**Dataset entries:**
************

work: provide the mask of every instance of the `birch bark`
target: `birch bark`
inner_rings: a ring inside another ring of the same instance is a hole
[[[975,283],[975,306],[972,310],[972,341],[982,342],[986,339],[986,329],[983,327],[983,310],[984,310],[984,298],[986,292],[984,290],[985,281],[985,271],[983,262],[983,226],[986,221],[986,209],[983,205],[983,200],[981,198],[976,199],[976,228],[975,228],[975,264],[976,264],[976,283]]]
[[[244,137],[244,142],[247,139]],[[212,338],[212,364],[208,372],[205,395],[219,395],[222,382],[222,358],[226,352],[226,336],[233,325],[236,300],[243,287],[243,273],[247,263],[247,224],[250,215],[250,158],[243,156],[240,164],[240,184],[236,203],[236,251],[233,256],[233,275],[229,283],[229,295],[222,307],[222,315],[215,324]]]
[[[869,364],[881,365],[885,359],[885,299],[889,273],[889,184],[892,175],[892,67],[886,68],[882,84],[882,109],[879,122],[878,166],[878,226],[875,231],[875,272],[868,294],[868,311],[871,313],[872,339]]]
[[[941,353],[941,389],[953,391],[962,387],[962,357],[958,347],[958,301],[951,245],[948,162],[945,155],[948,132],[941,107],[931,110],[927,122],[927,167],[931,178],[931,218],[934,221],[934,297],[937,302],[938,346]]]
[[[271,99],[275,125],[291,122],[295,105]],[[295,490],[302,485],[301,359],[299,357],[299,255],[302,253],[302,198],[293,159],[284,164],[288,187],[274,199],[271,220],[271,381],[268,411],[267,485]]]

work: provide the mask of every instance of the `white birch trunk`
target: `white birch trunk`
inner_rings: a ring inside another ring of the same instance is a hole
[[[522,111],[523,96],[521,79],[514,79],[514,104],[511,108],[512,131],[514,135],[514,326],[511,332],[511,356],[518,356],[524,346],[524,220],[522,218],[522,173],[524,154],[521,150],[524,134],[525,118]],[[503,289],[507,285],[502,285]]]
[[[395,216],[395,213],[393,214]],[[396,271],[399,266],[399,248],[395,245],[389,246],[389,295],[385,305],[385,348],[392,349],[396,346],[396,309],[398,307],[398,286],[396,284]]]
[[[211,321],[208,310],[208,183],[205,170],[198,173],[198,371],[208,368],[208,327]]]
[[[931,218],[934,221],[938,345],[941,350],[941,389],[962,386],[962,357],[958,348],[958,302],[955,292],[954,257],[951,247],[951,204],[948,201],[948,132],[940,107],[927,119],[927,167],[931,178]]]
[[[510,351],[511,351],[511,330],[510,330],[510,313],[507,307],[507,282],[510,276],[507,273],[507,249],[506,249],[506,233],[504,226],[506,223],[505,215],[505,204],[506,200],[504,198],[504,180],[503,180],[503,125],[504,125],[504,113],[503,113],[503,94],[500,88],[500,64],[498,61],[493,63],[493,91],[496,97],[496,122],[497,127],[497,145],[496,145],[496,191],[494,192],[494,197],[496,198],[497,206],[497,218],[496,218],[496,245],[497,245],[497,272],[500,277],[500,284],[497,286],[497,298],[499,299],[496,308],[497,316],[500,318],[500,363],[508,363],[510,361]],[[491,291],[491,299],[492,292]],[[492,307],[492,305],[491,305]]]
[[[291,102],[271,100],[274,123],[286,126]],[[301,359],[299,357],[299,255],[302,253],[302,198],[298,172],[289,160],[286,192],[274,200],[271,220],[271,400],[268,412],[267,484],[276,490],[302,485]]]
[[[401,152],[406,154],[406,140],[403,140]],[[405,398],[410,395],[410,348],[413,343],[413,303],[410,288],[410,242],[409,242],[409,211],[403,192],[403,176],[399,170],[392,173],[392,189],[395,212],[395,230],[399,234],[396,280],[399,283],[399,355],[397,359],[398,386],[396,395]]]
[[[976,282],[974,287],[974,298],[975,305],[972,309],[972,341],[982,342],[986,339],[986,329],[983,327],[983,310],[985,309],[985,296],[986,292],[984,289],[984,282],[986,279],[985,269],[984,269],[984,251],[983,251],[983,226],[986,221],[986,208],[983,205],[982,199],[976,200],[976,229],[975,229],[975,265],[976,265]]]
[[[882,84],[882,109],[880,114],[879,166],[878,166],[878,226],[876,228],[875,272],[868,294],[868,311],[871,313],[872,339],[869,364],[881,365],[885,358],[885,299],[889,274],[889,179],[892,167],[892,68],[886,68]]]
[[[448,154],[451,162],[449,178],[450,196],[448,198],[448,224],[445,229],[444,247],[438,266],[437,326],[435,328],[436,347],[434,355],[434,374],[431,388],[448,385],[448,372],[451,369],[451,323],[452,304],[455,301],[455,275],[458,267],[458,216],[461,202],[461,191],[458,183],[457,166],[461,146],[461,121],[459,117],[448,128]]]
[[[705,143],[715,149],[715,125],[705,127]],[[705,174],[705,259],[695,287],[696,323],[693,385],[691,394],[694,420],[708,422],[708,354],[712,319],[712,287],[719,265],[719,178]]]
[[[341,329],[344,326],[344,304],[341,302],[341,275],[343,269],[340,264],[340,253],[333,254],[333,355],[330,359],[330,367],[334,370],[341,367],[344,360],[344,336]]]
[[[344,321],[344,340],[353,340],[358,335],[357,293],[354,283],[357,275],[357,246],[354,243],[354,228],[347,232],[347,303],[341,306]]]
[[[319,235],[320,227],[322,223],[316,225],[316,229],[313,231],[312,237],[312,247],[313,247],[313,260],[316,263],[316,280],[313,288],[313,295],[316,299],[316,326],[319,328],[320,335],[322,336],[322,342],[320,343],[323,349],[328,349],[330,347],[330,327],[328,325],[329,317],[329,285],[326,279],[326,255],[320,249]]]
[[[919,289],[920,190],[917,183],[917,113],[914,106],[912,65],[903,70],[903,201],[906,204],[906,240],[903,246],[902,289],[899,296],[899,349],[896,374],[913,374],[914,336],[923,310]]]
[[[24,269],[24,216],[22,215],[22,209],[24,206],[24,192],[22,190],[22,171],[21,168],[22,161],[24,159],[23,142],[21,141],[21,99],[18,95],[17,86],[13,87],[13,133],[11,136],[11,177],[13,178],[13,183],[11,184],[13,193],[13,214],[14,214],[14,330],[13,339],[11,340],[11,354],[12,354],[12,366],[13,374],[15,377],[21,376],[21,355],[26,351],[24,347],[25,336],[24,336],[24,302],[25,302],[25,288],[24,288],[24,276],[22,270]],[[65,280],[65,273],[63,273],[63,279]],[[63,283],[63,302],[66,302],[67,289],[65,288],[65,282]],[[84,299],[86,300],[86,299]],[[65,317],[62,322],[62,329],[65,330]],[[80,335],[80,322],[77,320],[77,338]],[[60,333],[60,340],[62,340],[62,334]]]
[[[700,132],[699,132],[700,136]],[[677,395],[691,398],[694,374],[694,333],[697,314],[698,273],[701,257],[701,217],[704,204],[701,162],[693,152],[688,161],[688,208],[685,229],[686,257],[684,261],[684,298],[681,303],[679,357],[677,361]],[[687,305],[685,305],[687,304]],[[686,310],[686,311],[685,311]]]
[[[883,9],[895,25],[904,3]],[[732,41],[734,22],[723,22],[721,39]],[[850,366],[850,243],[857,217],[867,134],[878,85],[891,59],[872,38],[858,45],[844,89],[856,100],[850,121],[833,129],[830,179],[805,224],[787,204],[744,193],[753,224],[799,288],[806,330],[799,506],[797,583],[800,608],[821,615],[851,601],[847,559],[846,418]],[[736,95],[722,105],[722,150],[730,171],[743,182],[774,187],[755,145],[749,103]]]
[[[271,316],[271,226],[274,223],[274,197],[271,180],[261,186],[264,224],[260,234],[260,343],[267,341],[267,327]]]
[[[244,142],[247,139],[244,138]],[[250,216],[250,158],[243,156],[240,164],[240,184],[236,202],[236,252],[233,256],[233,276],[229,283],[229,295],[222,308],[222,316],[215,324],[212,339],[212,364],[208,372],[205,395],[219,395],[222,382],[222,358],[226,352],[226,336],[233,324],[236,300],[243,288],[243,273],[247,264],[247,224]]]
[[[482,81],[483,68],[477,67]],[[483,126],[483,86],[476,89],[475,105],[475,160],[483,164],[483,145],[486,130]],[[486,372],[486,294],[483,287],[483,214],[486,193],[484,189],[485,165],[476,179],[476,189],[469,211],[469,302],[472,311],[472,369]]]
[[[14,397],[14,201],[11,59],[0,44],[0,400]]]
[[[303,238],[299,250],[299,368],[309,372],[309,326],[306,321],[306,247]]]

************

Lines holding the string "mask" must be copied out of the entries above.

work: provide the mask of every instance of the `birch bark`
work: provide the mask of every instance of the `white birch trunk`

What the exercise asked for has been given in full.